> Set problem: Quote the passage of the column about the weekend storms between "What a weekend" and "in one weekend.", inclusive.

##### Extract provided

When weather is extreme sometimes all you can do is wait for it to blow over (Illustration: Helen Hepburn)
When weather is extreme sometimes all you can do is wait for it to blow over (Illustration: Helen Hepburn)

What a weekend of terrifying storms.

My deepest sympathies to the family of Sandra Clark, killed when a tree fell in Mastrick’s Deveron Road. A truly shocking tragedy.

The Neest used to suffer really bad gales causing widespread damage about once a year – if that. But recently we’ve been enduring more and more of them; November brought the devastation of Arwen, now two in one weekend.

I remember being really scared when my auntie took five-year-old Mo for a walk in Victoria Park the day after the notorious January 1953 storm. Everywhere, massive trees had been felled, their huge roots towering above me. Since then, the strength of such winds and their potential for damage has always made me shudder.

##########
##### Extracted data

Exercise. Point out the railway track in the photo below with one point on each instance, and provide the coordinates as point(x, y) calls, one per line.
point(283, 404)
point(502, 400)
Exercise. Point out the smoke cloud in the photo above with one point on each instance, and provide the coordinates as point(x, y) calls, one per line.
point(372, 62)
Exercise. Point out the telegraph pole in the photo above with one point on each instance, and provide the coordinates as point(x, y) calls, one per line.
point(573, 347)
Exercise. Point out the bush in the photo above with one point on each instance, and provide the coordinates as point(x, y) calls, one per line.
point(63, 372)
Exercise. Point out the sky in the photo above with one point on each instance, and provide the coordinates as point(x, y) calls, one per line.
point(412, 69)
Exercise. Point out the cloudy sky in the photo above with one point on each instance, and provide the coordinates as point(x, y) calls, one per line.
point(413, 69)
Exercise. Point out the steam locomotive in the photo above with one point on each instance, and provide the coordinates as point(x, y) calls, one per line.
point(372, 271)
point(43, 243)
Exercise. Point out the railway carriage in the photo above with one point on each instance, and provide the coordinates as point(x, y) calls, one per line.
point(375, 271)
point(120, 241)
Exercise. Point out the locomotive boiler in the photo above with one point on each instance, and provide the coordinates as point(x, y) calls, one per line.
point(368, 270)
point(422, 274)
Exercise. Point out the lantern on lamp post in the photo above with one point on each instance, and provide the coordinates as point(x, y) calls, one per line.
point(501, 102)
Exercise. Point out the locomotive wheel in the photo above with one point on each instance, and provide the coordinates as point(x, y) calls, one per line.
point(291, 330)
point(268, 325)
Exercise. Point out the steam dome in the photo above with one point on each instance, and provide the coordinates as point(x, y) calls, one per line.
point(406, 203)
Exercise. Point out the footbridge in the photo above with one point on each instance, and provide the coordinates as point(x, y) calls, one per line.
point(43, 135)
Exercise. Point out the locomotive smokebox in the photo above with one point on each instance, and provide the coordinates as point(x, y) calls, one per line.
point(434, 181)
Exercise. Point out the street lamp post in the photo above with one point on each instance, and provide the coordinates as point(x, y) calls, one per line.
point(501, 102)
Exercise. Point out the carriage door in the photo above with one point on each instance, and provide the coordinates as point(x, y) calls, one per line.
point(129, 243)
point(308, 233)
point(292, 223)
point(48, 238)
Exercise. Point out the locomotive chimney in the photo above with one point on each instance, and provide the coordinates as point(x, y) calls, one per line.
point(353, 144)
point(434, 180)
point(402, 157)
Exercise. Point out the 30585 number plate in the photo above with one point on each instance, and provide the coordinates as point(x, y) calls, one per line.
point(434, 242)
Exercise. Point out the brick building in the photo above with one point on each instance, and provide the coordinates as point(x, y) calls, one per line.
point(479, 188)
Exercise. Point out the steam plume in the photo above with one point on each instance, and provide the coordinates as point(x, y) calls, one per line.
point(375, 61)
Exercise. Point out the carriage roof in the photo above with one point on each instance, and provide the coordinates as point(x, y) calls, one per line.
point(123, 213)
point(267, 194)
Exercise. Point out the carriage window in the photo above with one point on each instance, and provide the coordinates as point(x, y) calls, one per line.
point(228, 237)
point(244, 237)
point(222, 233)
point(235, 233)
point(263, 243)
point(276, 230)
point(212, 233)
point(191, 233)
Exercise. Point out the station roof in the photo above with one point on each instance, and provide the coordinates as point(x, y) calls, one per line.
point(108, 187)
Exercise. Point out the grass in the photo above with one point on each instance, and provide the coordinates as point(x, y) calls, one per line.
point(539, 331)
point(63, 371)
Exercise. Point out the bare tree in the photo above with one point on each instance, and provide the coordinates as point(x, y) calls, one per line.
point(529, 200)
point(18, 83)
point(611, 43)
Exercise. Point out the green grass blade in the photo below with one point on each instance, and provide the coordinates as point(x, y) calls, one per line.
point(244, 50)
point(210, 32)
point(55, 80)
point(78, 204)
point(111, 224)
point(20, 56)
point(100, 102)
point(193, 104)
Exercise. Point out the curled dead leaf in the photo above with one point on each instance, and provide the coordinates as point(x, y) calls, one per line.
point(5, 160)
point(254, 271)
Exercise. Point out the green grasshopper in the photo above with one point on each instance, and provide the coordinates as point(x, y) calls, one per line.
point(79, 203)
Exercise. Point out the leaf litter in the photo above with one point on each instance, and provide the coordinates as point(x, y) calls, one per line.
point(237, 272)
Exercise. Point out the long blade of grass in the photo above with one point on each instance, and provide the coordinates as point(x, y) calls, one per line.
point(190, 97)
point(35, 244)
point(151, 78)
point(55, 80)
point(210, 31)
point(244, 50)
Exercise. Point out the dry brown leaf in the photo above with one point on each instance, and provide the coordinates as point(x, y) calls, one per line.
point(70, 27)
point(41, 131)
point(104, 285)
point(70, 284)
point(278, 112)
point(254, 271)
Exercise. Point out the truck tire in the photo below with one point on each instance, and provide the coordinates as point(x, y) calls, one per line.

##########

> Answer to the problem:
What a weekend of terrifying storms.

My deepest sympathies to the family of Sandra Clark, killed when a tree fell in Mastrick’s Deveron Road. A truly shocking tragedy.

The Neest used to suffer really bad gales causing widespread damage about once a year – if that. But recently we’ve been enduring more and more of them; November brought the devastation of Arwen, now two in one weekend.